• **Problems to work on**
- 1) Summarize the volleyball article below in two sentences.
- 2) Answer these questions from the volleyball article below:
(a) What was the Huskers' record in Big Ten play?
(b) Which school did Lexi Sun transfer from?
(c) How many times did Sun hit over .300 this season?

The 2019 volleyball season has come to an end with the Stanford Cardinal reigning supreme for the third time in the past four years.
For the first time since 2014, the Huskers did not play into the final week of the season, falling just short in the regional final to eventual runner-up Wisconsin. The Huskers finished 28-5 overall including 17-3 in Big Ten play.
This week, Hail Varsity is looking back and looking ahead with a position-by-position breakdown of the 2019 Huskers and the reinforcements on the way. Let’s start with the outside hitters.
Junior OH Lexi Sun
Mikaela Foecke’s graduation left some massive shoes to fill at outside hitter, and Lexi Sun was the one tasked with stepping into her role.
The 6-foot-2 junior from Encinitas, California, had an up-and-down first season in Lincoln after transferring from Texas. She averaged 3.11 kills per set but only hit .195 as the L2 playing alongside Foecke. In her first season playing a full six-rotation role, she averaged 2.69 digs as well and served up 30 aces to 32 errors.
This season, Sun took a big step forward as an attacker. She improved both her average (3.57) and her percentage (.270), though her volume didn’t see much of an increase at all. She recorded double-digit kills in 27 or her 33 matches with three 20-plus-kill performances. She hit over .300 17 times after doing so on just eight occurrences in 2018.
She took a step back statistically in other areas, however. Her digs average was down to 2.45 per set with 12 double-digit matches. She also had 29 serve receive errors. As a server, Sun was down to 20 ace this season and her errors were up to 48.
Sun said she had a better understanding of what it means to play Nebraska volleyball this season, and a fully healthy offseason played a big part in her improvement. She was named an All-Big Ten first-teamer, an AVCA All-North Region team member and an AVCA third-team All-American.

• **Data rows**
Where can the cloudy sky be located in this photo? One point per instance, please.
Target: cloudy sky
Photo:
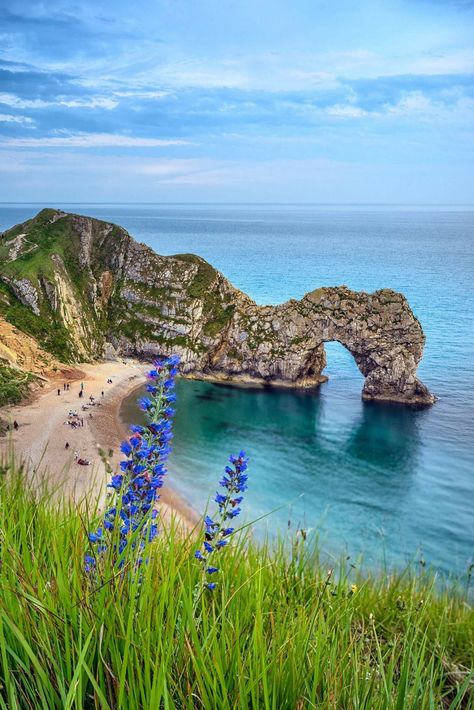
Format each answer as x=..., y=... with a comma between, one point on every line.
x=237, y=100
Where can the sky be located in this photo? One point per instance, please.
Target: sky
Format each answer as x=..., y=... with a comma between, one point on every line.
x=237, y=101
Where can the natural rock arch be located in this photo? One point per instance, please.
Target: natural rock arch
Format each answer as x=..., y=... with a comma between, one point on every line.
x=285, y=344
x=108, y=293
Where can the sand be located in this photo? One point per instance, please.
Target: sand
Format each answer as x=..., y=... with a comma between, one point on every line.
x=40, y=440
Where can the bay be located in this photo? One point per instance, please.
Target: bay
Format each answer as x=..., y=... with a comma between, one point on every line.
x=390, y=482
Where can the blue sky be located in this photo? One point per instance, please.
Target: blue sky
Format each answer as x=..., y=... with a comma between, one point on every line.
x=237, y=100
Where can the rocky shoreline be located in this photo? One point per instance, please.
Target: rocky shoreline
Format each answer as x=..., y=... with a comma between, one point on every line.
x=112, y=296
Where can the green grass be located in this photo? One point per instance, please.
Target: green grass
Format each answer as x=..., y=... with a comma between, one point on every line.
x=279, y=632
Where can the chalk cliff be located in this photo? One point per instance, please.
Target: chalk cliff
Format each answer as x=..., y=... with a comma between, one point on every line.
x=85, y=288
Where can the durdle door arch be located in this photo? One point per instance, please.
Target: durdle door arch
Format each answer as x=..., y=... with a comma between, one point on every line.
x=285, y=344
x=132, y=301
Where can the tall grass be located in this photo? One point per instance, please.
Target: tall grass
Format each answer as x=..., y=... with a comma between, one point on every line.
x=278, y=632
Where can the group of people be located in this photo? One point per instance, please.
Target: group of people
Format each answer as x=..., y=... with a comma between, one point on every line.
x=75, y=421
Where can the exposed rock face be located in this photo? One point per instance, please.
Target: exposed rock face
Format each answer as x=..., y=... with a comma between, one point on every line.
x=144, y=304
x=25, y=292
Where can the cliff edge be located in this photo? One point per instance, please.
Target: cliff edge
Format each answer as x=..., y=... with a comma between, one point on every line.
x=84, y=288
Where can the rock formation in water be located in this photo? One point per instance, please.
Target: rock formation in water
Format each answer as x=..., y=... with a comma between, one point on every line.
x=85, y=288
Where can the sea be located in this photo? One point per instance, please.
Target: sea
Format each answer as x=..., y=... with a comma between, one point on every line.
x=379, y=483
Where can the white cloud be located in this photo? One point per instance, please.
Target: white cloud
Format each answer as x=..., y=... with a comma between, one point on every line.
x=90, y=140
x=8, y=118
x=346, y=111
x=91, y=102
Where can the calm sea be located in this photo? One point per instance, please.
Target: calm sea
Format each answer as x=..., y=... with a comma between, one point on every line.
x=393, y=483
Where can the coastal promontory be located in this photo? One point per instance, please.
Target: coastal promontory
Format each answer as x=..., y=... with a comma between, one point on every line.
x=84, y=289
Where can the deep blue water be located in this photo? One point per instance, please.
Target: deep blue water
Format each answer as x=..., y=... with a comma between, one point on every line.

---

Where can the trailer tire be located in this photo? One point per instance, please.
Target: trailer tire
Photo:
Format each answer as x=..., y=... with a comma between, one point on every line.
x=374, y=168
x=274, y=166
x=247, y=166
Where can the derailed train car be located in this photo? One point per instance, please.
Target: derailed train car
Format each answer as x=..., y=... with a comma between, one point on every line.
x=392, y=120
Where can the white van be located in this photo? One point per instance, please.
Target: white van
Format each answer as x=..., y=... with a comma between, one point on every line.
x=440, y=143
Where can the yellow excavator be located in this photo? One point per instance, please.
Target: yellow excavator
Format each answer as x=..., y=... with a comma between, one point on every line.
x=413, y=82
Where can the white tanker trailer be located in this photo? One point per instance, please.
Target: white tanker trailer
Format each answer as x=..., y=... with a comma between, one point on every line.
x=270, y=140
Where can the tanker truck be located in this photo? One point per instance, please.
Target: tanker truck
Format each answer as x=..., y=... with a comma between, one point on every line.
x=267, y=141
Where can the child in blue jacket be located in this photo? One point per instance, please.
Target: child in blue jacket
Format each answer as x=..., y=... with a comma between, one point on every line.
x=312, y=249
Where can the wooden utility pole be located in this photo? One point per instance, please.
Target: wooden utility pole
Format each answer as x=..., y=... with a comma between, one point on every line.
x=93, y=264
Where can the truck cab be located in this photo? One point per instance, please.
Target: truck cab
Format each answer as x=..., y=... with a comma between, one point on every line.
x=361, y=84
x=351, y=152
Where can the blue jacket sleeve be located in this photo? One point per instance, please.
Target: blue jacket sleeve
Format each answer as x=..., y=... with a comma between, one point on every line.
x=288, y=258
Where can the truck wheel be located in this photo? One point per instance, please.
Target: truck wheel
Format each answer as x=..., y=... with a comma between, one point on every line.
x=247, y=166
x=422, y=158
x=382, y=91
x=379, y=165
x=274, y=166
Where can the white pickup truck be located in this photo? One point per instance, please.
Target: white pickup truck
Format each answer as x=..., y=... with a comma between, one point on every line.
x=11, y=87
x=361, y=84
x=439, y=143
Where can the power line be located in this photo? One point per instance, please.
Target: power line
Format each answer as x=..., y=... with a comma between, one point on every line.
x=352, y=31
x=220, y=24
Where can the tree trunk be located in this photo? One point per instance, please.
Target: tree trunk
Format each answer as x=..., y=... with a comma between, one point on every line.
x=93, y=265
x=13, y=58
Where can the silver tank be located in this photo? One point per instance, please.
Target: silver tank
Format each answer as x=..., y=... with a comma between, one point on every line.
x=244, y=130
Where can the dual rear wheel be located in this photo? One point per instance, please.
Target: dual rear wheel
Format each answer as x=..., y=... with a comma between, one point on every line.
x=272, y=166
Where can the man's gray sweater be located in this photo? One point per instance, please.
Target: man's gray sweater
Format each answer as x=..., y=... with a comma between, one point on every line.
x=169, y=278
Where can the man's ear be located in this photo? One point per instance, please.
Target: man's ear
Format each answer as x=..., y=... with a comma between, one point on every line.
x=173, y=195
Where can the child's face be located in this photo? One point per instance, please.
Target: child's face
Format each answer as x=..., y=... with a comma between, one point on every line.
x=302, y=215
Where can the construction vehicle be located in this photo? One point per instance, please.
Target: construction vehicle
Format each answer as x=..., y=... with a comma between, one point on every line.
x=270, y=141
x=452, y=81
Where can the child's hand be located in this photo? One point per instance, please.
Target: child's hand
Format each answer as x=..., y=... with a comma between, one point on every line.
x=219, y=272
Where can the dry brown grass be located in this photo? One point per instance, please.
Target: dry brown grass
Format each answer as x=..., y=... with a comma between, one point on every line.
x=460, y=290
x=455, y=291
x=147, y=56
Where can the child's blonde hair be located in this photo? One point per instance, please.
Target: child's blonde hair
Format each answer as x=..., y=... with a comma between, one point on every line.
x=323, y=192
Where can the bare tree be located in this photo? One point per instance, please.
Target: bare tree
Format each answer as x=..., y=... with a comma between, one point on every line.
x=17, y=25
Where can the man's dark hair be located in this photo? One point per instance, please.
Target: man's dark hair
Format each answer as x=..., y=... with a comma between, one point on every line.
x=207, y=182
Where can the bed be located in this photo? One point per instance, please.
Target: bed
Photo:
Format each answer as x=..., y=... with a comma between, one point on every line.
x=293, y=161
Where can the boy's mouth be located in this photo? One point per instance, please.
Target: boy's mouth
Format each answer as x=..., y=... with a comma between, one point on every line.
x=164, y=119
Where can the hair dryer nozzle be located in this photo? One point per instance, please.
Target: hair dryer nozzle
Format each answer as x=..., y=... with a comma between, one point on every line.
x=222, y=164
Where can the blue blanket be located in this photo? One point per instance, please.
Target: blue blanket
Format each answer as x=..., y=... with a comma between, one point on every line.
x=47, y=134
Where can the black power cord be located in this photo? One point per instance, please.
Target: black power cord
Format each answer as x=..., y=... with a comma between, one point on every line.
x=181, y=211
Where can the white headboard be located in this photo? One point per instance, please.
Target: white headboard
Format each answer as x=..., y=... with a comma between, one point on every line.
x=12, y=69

• **Answers to the exercises**
- 1) The Huskers finished the 2019 season 28-5 and lost in the regional final to eventual runner-up Wisconsin, missing the season's final week for the first time since 2014. Junior outside hitter Lexi Sun, who stepped into Mikaela Foecke's role, raised her kills average to 3.57 and her hitting percentage to .270 but slipped in digs and serving, and she was named an All-Big Ten first-teamer and an AVCA third-team All-American.

- 2)
(a) 17-3
(b) Texas
(c) 17 times